本文 —
国際航業株式会社途上国貢献に対する情熱と、
現地で養われた危機管理能力

  • グローバル人材の育成・確保
  • 開発途上国へのビジネス展開

当社は、最先端の空間情報技術やICTを用いて、空間情報コンサルティングや建設コンサルティングなどの事業を行う会社です。海外本部では、防災・環境保全、気候変動対策、社会インフラ、再生可能エネルギーなど、ODA事業を中心とした海外でのコンサルティング業務を行っています。

 当事業部のポリシーは「背伸びすれば手が届く、本当の開発がそこにある」。これは、日本の技術をそのまま持ち込んでも途上国の求める技術レベルに合わないことが多いので、途上国の人々が今持っている技術から、ちょっと手を伸ばせば届くというところにターゲットを絞って技術協力を行うということです。そうすることによって、彼らがその技術を自分たちのものにでき、我々がいなくなっても少しずつ発展させていくことができると考えます。

データ収集で得た記録
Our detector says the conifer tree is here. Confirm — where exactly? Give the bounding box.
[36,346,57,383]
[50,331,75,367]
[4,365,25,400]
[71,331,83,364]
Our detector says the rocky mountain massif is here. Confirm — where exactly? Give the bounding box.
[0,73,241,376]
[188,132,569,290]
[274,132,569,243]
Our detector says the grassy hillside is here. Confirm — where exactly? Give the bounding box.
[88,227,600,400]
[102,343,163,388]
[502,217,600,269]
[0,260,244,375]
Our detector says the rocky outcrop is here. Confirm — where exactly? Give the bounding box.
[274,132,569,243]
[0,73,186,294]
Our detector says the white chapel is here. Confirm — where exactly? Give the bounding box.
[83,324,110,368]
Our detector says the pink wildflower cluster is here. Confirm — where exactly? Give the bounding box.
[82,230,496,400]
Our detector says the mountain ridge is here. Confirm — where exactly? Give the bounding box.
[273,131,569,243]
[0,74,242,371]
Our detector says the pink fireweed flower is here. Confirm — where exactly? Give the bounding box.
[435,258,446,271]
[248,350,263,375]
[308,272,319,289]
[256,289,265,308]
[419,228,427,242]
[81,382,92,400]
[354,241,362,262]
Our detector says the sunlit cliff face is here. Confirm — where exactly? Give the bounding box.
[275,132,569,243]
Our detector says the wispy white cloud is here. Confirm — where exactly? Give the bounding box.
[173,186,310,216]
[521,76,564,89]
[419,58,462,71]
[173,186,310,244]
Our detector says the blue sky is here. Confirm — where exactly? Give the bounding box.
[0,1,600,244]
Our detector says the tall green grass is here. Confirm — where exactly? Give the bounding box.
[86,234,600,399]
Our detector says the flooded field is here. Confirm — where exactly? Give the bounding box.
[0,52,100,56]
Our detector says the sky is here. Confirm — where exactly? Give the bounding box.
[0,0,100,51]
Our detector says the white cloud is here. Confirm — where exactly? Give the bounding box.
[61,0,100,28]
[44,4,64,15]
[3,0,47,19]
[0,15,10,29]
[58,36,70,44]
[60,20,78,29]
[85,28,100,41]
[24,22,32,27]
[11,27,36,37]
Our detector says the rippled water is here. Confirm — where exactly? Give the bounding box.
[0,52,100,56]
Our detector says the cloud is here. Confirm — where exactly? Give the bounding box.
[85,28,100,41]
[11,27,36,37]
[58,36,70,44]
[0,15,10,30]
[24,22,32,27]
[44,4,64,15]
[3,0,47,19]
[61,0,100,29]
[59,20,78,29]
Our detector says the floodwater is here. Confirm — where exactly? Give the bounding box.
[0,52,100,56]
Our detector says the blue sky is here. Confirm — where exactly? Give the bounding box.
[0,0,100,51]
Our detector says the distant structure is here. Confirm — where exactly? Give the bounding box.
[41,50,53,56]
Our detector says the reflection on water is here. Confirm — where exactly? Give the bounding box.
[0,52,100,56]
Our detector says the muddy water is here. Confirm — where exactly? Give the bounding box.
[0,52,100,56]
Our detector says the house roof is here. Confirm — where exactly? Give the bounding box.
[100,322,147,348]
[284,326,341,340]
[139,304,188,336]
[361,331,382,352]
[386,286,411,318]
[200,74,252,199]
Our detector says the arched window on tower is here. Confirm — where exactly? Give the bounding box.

やること —
本文に書かれていることをもとに、次の問いに答えてください。
(a) 当社は事業にどのような技術を用いているか。
(b) 海外本部のコンサルティング業務は、どの事業を中心としているか。
(c) 当事業部のポリシーは何か。

回答全文 —
(a) 最先端の空間情報技術やICT
(b) ODA事業
(c) 「背伸びすれば手が届く、本当の開発がそこにある」